What the task asks: Convert the lines starting with the line that contains "Dataset curation — object class: printed" and going on through the line that contains "[604,305,648,389]" into a two-column CSV with the headers instruction and answer. Give one row for each instruction together with its answer, and put each value in a single quoted field with any line breaks replaced by spaces.

Data extract:
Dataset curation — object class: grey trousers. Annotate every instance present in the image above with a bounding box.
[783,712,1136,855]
==
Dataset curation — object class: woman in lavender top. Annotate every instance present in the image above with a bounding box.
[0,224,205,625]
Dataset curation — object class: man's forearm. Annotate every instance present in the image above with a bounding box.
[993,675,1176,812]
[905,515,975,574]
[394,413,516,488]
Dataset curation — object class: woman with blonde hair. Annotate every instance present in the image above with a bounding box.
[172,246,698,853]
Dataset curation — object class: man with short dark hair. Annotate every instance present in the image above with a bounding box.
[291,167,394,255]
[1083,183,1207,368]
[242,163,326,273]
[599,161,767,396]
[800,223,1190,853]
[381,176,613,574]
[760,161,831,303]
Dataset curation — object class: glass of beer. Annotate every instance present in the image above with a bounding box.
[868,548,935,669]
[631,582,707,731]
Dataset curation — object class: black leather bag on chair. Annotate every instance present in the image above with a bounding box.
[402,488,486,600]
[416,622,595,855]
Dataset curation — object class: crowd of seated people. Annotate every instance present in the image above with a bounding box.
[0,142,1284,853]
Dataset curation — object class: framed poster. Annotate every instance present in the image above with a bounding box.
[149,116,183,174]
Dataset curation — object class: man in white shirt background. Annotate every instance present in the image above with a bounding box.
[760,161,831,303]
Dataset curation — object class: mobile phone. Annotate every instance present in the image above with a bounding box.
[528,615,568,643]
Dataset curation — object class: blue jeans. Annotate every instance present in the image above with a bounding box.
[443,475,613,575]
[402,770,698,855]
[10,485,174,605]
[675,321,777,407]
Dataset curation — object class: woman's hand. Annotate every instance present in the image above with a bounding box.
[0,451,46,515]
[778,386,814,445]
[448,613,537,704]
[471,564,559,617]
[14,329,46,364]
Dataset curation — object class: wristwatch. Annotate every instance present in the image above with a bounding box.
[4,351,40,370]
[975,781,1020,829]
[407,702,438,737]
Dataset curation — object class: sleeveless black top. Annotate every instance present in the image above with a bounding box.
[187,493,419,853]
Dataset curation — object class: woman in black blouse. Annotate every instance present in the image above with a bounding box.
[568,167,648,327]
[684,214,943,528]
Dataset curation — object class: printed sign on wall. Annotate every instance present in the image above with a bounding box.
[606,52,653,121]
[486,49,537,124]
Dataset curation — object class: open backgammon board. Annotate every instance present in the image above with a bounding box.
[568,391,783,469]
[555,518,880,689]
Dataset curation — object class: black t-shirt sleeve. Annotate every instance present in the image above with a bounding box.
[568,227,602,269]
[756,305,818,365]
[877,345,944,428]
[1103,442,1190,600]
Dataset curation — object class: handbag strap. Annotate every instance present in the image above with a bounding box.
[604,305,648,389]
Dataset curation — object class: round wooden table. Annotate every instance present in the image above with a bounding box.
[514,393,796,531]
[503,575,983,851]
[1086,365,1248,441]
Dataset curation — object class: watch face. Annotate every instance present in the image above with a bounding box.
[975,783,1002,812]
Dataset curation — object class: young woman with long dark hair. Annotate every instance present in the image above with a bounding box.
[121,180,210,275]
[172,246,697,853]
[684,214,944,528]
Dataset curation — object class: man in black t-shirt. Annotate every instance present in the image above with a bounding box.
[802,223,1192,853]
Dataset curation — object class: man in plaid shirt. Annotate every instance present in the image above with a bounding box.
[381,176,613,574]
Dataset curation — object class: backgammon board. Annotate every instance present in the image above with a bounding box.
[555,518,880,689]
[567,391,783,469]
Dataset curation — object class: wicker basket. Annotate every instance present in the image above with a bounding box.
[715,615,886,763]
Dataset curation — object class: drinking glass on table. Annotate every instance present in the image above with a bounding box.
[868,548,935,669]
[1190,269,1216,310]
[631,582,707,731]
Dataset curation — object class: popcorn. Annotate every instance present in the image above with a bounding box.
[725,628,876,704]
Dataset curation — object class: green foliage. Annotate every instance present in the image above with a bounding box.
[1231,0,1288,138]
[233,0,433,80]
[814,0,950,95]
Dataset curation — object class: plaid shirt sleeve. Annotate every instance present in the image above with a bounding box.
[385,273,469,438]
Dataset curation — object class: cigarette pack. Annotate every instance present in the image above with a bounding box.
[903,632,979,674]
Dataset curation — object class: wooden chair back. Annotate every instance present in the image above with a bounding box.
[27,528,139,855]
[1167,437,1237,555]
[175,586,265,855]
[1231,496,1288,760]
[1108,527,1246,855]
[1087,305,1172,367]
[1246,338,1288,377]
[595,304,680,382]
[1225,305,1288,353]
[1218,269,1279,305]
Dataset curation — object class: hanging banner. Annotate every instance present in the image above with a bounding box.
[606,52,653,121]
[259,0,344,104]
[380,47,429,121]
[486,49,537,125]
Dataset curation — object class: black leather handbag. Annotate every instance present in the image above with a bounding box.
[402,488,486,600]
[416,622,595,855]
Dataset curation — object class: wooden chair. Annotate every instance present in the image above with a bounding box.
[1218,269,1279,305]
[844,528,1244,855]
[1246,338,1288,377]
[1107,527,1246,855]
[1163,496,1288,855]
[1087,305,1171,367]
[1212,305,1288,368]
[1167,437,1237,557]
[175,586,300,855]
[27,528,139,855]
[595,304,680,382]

Expected answer:
instruction,answer
"Dataset curation — object class: printed sign on wall. Annotate every instance present in the image above with a bounding box.","[606,52,653,121] [486,49,537,124]"
"Dataset curation — object class: open backgammon board. Annotate every instance present in the image above with a bounding box.","[568,391,783,469] [555,518,880,689]"
"Dataset curation — object class: black t-shirt sleeve. Annotate every instance present in the image above with a bounding box.","[568,227,602,269] [756,305,818,365] [877,345,944,428] [1103,442,1190,600]"
"Dataset curation — object class: handbag strap. Annotate every instance present in the image above with a bounding box.","[604,305,648,389]"